*** Reading text
Pretend each of the rows in the above image are unique rows taken from unique matrices (what I am trying to say is that each row above is not correlated, they are all unique). Let me deal with each row in a dot point:

  1. If we take a look at the first row you should be able to tell that x1 and x4 are both mines because that is the only way that they will equal 2.
  2. If you look at the second row you can see that both x1 and x4 must not be mines because that is the only possible solution for x1 + x4 = 0 when the only potential values for any x are ones and zeroes.
  3. The third row is interesting because it has a negative number, that means that the equation is x1 – x4 = 1. This can only be true if x1 is a mine and x4 is not. Now things start to get interesting, clearly we need some concept of a minimum and maximum bound for each equation. In this example the maximum value the equation could take is 1 and the minimum value that it could take is minus one. Since this row meets that upper bound we can solve for it.
******
*** Source material
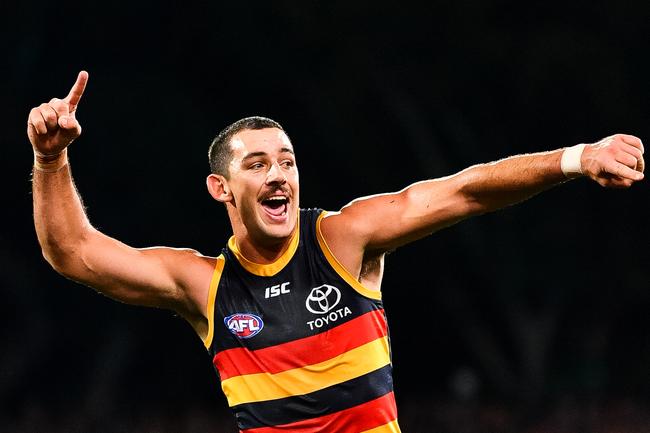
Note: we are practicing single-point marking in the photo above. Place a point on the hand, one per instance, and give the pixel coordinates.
(615, 161)
(53, 126)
******
# Task statement
Extend the walkthrough on deducing mines from matrix rows, picking up right after its final sentence.

# Output
  4. This is the same as the previous example except that it meets the lower bound. This also means that we can solve for it.

As we can see the general solution to getting more information from each row is to to work out the lower and upper bounds and see if the value on the other side of the equality is the same as one of the bounds. If it is then you know that there is only one possible configuration of mines that will allow that to occur and you can quickly rattle that off. Because of that uniqueness property you can only apply this rule to a row if it is equal to an upper or lower bound; if it does not then multiple solutions are possible and you have strayed into the area of probabilistic analysis that this blog post will not attempt to cover. This grid shows what logic you use, on a per-square basis, to partially solve the matrix:

Co-Efficient is Positive Co-Efficient is Negative
Row meets lower bound Not Mine Mine
Row meets upper bound Mine Not Mine
Row meets neither bounds Unsure Unsure

You can use this rule on any Gaussian Eliminated Minesweeper matrix to get partial solutions from rows. Just so that you can really see how that works here is a rough algorithm (and here is a link to the actual C++ code):

Set the maximum bound and minimum bound to zero
For each column in the row (not including the augmented column of course) if the number is positive add it to the maximum bound and if it is negative then add it to the minimum bound.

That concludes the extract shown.